(Pointing and labeling entries)
* * * *
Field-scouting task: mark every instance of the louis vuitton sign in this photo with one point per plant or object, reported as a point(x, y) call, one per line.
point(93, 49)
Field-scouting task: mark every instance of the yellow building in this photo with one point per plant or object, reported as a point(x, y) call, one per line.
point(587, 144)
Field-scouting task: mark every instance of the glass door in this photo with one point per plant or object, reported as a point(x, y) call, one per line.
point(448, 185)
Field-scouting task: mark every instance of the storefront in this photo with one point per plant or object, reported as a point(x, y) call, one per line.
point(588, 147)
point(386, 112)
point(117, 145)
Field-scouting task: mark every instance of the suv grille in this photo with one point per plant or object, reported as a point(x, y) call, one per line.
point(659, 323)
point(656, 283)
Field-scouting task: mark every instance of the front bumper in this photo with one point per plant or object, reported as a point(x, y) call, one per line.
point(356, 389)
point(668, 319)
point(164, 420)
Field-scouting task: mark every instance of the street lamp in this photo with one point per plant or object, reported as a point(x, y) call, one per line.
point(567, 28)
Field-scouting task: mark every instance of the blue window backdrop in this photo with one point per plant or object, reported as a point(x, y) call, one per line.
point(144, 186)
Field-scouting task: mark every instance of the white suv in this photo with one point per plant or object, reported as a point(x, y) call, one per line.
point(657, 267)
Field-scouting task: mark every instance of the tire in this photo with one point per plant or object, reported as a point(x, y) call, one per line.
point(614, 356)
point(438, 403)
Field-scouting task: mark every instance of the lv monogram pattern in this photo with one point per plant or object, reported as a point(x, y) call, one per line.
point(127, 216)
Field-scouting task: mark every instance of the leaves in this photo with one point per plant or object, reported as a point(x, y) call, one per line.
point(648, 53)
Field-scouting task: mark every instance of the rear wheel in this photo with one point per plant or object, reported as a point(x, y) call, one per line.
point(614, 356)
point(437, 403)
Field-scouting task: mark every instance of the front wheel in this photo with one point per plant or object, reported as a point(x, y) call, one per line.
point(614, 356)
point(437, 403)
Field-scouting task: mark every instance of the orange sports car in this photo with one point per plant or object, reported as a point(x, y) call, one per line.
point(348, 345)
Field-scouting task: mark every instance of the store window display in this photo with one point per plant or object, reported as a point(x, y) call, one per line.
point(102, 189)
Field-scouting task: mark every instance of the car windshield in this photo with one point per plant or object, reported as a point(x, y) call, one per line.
* * * *
*Given request:*
Can you rewrite the rows above, substituting "Pointing task" for every "Field-scouting task" and leaving everything else unchanged?

*Task answer:*
Pointing task: mark every instance of the louis vuitton sign in this photo with one point per plant or object, reported as a point(x, y) call, one per line.
point(93, 49)
Pointing task: mark every instance of the yellow building in this photo with one point per plant or object, reported as a point(x, y) call, one per line.
point(587, 144)
Pointing task: mark every instance of the glass door in this photo with one point per plant or object, reported as a point(x, y) call, one per line.
point(448, 185)
Pointing task: mark every instance of the storefront in this photo with one point per plant or object, reported as a point(x, y) call, one per line.
point(588, 147)
point(386, 112)
point(117, 145)
Pointing task: mark every instance of the suv grille in this photo with one point per plant or object, reported as a point(x, y) call, one per line.
point(659, 323)
point(656, 283)
Pointing task: mark every instance of the front bumper in this photo with one point per plant or object, reported as a point(x, y) call, one per line.
point(356, 389)
point(668, 319)
point(164, 420)
Pointing task: mark every instance of the street lamp in this photo with one point per plant or object, reported as a point(x, y) call, one per line.
point(567, 28)
Pointing task: mark every instance of the blue window backdrop in this photo with one point per plant or object, reported as a point(x, y) call, one per line.
point(144, 186)
Pointing task: mark every instance of the white suv in this photo with one point per plant or object, reported as a point(x, y) call, one per line.
point(657, 267)
Pointing task: mark every instance of the tire in this photo with one point per plant or object, reported as a point(x, y) call, one per line.
point(614, 356)
point(438, 403)
Pointing task: mark every instance of the lv monogram pattern in this photo with one point per plant or object, reported as a point(x, y) call, one per line.
point(127, 216)
Pointing task: mark every instance of the leaves in this photo with one point per plant or object, reported as a point(x, y) call, one per line.
point(648, 53)
Pointing task: mark every instance of the rear wheel in this photo with one point per plant or object, reported as a point(x, y) call, one per line.
point(614, 356)
point(437, 403)
Pointing task: mark every instance of the front wheel in this photo with one point per plant or object, reported as a point(x, y) call, one per line.
point(614, 356)
point(437, 403)
Pointing task: mark every instance of the orange sports car in this photo with one point per plant or object, reported as a point(x, y) call, one per line.
point(348, 345)
Pointing task: mark every instance of the store window display in this photo with one point per plant or object, reported as a point(x, y) call, one per line.
point(102, 189)
Pointing task: mark every instance of the car windshield in this photo with one point per plant or object, reported as a point(x, y) call, one per line.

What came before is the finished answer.